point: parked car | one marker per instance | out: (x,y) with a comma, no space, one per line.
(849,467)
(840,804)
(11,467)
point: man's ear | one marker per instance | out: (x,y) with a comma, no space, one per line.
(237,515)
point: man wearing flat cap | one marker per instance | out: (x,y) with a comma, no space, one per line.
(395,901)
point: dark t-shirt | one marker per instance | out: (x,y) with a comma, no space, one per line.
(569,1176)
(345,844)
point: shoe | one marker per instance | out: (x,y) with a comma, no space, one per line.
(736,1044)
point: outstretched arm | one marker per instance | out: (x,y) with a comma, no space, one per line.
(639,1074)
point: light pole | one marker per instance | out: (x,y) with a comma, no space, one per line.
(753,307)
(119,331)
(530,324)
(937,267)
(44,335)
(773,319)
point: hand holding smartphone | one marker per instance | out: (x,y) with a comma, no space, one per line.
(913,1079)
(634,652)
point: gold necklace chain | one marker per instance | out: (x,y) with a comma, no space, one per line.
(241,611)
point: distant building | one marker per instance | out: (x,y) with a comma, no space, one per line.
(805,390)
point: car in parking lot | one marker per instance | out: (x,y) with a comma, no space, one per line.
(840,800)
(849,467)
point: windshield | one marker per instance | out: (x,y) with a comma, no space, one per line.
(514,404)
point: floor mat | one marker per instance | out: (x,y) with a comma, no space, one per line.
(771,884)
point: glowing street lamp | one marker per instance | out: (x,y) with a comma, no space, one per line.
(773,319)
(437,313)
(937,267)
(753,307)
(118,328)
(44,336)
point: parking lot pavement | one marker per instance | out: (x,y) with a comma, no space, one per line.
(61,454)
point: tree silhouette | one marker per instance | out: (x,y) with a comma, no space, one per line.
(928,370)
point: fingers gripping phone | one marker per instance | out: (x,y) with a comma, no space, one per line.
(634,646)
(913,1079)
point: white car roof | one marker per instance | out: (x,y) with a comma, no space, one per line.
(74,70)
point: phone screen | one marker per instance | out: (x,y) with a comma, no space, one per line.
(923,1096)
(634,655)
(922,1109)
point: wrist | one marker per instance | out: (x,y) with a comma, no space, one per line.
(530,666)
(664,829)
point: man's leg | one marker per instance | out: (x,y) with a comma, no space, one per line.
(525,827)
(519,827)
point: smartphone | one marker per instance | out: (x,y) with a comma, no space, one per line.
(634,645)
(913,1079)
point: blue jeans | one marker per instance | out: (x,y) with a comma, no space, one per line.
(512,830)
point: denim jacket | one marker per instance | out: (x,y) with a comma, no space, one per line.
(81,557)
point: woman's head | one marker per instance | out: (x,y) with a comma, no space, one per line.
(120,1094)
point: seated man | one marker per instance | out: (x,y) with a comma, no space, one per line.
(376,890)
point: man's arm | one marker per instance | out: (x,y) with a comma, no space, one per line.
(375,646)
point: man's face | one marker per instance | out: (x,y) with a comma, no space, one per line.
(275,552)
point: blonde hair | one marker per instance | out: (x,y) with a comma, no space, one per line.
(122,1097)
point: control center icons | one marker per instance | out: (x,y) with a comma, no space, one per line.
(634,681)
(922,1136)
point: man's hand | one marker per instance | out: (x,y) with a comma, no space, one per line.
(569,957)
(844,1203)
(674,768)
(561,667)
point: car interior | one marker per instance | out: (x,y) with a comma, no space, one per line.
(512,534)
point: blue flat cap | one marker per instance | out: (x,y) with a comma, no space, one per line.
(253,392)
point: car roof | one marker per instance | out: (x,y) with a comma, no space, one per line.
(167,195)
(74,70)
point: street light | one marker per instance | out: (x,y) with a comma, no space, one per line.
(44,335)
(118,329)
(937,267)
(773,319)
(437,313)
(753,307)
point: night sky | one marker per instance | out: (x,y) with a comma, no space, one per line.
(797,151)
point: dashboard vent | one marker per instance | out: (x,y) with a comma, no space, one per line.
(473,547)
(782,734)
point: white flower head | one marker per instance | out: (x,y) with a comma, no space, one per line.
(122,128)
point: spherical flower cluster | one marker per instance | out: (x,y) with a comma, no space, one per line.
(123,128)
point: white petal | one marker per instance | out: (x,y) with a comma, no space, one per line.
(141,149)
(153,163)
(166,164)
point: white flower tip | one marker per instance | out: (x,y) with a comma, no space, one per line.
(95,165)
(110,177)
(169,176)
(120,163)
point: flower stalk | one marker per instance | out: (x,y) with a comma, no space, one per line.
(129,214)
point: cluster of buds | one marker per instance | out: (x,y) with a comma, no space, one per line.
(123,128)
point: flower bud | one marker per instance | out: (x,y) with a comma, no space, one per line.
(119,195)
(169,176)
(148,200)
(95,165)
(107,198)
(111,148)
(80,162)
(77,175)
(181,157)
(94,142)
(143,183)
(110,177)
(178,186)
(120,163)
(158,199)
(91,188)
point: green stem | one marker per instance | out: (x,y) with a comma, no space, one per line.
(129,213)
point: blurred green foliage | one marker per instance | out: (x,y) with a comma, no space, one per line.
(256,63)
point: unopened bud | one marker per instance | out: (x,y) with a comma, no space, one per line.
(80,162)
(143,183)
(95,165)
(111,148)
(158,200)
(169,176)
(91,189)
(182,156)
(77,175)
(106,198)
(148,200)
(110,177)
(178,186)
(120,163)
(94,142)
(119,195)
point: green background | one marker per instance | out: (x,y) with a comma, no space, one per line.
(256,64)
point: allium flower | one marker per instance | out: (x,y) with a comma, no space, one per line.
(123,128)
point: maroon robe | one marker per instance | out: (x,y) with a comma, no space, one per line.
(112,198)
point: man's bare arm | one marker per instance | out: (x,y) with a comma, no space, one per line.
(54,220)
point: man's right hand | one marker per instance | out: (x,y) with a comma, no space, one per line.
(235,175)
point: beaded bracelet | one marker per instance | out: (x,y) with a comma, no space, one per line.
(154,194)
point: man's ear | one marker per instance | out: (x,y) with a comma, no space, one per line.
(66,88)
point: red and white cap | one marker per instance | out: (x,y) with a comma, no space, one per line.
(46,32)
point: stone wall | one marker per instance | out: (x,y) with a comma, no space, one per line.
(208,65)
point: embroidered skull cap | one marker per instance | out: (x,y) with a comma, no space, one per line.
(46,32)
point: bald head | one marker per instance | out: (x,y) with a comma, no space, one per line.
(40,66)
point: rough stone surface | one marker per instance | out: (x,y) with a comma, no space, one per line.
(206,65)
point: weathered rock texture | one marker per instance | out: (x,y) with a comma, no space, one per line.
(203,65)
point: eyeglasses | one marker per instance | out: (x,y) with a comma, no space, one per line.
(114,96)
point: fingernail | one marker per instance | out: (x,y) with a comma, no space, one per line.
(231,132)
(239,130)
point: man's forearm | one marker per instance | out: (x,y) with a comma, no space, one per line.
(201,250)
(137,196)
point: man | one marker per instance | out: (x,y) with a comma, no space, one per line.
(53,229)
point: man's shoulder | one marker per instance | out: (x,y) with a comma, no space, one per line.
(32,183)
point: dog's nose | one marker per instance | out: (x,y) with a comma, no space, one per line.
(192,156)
────────────────────────────────────────
EXERCISE: I'd like all of the entries written out again exactly as they appear above.

EXERCISE OUTPUT:
point: parked car | one marker per instance | out: (x,y) with a comma, no space, one per line.
(849,467)
(840,804)
(11,467)
point: man's ear | one marker per instance | out: (x,y) with a comma, no space, one per line.
(237,515)
point: man wearing flat cap | one marker per instance | out: (x,y) with a comma, no space, one per line.
(395,901)
point: dark t-shirt | one marker per instance | out: (x,y) with a comma, no space, one per line.
(569,1176)
(345,844)
point: shoe | one marker per instance | out: (x,y) with a comma, no space, one per line.
(736,1044)
point: outstretched arm | one marker per instance | out: (x,y) with a comma, no space, one per line.
(639,1074)
point: light pole | one marker per instance | out: (x,y) with a comma, no space, one per line.
(753,307)
(119,331)
(530,324)
(937,267)
(44,335)
(773,319)
point: hand holding smartphone | one marker per instance | out: (x,y) with a comma, no space, one per line.
(913,1079)
(634,652)
point: gold necklace chain | one marker per instance | out: (x,y) with a comma, no space, one per line.
(241,611)
point: distant building | one marker per instance | out: (x,y) with a comma, no space, one per line.
(805,390)
point: car in parking lot | one marker per instance | out: (x,y) with a comma, no space, one per line.
(840,800)
(849,467)
point: windshield | one marker per instance | out: (x,y) with a comma, no space, one per line.
(514,404)
point: floor mat | one marker per instance | out: (x,y) with a comma, no space, one per line.
(771,884)
point: glowing street lamp | one marker per instance | out: (x,y) with a comma, no space, one per line.
(773,319)
(437,313)
(937,267)
(753,307)
(118,328)
(44,336)
point: parking lot pavement | one marker per instance | out: (x,y) with a comma, no space, one per line.
(61,454)
point: tree silhouette | one marker per instance | out: (x,y) with a comma, no space, one per line.
(928,370)
point: fingers gripping phone | one marker per instance | out: (x,y) with a comma, no space, one per line.
(634,646)
(913,1079)
point: white car roof | one marker per instance | out: (x,y) with a comma, no space, one per line.
(74,70)
point: phone screen | one marker per instance | out: (x,y) with a comma, no space, one per line.
(923,1096)
(634,655)
(922,1109)
point: wrist | one marker per instance | out: (x,y) with a comma, no space, one per line.
(530,666)
(664,829)
point: man's leg | one marker per instance | out: (x,y) with a comma, no space, one per line.
(525,827)
(519,827)
point: smartphone | one marker per instance | out: (x,y) with a comma, no space, one per line.
(634,645)
(913,1079)
point: blue jeans | one marker per instance | out: (x,y) with a comma, no space, one per line.
(512,830)
point: denim jacket | one marker per instance | out: (x,y) with a comma, no space, one per line.
(81,557)
point: woman's head | one marker per instance | out: (x,y) with a comma, no space, one per line.
(120,1094)
point: seated man | one marker per instance | out: (x,y) with a comma, no space, one per line.
(376,890)
point: man's arm | one marker per instance | out: (x,y) with a comma, no space, one per line.
(375,646)
point: man's face | one marker per instance | out: (x,y) with a comma, no space, one per line.
(275,552)
point: blonde hair | one marker per instance | out: (x,y) with a comma, no space, one per line.
(122,1097)
point: control center icons | one marker per instance | out: (x,y) with a comma, no space, one per line.
(634,681)
(922,1136)
point: man's hand | one marker per instance | out: (x,y) with a comma, no space, one per line.
(569,957)
(844,1203)
(674,768)
(561,667)
point: car interior | one marker per instance | out: (x,y) with a comma, no space, one per line.
(512,534)
point: blue flat cap | one marker per instance | out: (x,y) with a comma, no space, one per line.
(253,392)
point: car roof | one marker per instance | out: (x,y) with a comma, no space, one per line.
(167,195)
(74,70)
point: street light | one marker per instance | out: (x,y) with a comma, no space, one per line.
(44,335)
(118,329)
(937,267)
(773,319)
(437,313)
(753,307)
point: night sky | one marker per instance | out: (x,y) with a comma, no space, one per line.
(797,151)
point: dashboard vent | one marker per instance | out: (x,y) with a comma, no space, one per line.
(473,547)
(782,734)
point: white flower head | one marker per instance | out: (x,y) with a comma, no space, one per line.
(122,128)
point: spherical flower cluster | one marker per instance | out: (x,y) with a comma, no space, one per line.
(123,128)
point: white petal | one marker per instance | out: (x,y) with a comma, no space, one per line.
(141,149)
(153,163)
(166,164)
point: white flower tip | one marker per instance | out: (x,y) with a comma, no space, one per line.
(95,165)
(110,177)
(169,176)
(120,163)
point: flower stalk | one marker per instance | out: (x,y) with a comma, no space, one per line.
(129,214)
point: cluster of buds | one marker per instance | out: (x,y) with a comma, no space, one per line.
(123,128)
point: flower bud | one marker per instance | out: (x,y) with a comma, no space, one per line.
(119,195)
(169,176)
(148,200)
(95,165)
(107,198)
(111,148)
(80,162)
(77,175)
(181,157)
(94,142)
(143,183)
(110,177)
(178,186)
(120,163)
(158,199)
(91,188)
point: green stem | one marker per instance | out: (x,y) with a comma, no space, one per line.
(129,213)
point: blurred green foliage | one marker per instance | out: (x,y) with a comma, no space, one per line.
(256,63)
point: unopened bud | one marker per instance | out: (x,y) with a comma, no space, one per line.
(80,162)
(143,183)
(95,165)
(111,148)
(158,200)
(169,176)
(91,189)
(182,156)
(77,175)
(106,198)
(148,200)
(110,177)
(178,186)
(120,163)
(94,142)
(119,195)
point: green background | one marker per instance | out: (x,y) with a comma, no space, one per line.
(256,64)
point: allium flower | one marker per instance | out: (x,y) with a comma, no space, one per line.
(123,128)
point: maroon robe | one marker per instance | out: (x,y) with a comma, no space, one per line.
(112,198)
point: man's bare arm | one marker per instance | out: (x,y) with a comma, no space, one per line.
(54,220)
point: man's right hand | one marker per instance | out: (x,y) with a comma, no space, one per line.
(235,175)
point: beaded bracelet | one marker per instance | out: (x,y) with a comma, no space, one per line.
(154,194)
point: man's ear | one marker per instance | out: (x,y) with a comma, no space, one per line.
(66,88)
point: red and white cap | one marker per instance | out: (x,y) with a comma, no space, one per line.
(46,32)
point: stone wall | one marker per instance | out: (x,y) with a comma, no space, one per line.
(208,65)
point: embroidered skull cap | one marker per instance | out: (x,y) with a comma, no space, one per line.
(46,32)
point: bald head | one marker per instance | out: (x,y) with a comma, no space, one per line.
(40,66)
point: rough stone surface | one marker per instance | out: (x,y) with a comma, no space, one per line.
(206,65)
point: weathered rock texture | one marker per instance | out: (x,y) with a comma, no space, one per line.
(203,65)
point: eyeglasses | one marker per instance | out: (x,y) with a comma, no space, one per line.
(114,96)
point: fingernail | one marker per instance | out: (x,y) with a comma, no space, one per line.
(231,132)
(239,130)
point: man's forearm | one marker per instance | out: (x,y) with a comma, no space, one per line.
(201,250)
(137,196)
point: man | one marker per instance | out: (x,y) with a comma, no space, one per line.
(53,229)
point: man's shoulder | one marker per instance | out: (x,y) with a comma, no space, one per line.
(32,183)
point: dog's nose | one marker per instance | out: (x,y) with a comma, no space, one per line.
(192,156)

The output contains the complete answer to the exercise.